## Dataset items on object locations:
>> start

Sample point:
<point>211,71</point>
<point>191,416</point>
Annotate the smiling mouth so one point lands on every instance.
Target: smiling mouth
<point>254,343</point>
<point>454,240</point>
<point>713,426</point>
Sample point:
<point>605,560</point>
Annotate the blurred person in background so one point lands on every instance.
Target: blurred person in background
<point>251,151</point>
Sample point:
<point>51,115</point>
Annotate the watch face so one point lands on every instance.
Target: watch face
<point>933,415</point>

>> end

## Task instructions:
Convert the items above into a JSON list of strings, one string per line, leaving out any blank lines.

## Result:
[
  "Sample point:",
  "<point>211,71</point>",
  "<point>191,416</point>",
  "Annotate the smiling mouth so one point lands on every instance.",
  "Target: smiling mouth",
  "<point>254,343</point>",
  "<point>454,240</point>",
  "<point>713,426</point>",
  "Sample point:",
  "<point>605,560</point>",
  "Annotate the blurred person in background so one point lands on every instance.",
  "Target: blurred person in background",
  "<point>251,151</point>",
  "Sample point:",
  "<point>51,115</point>",
  "Annotate the watch face so one point lands on every instance.",
  "Target: watch face",
  "<point>933,415</point>"
]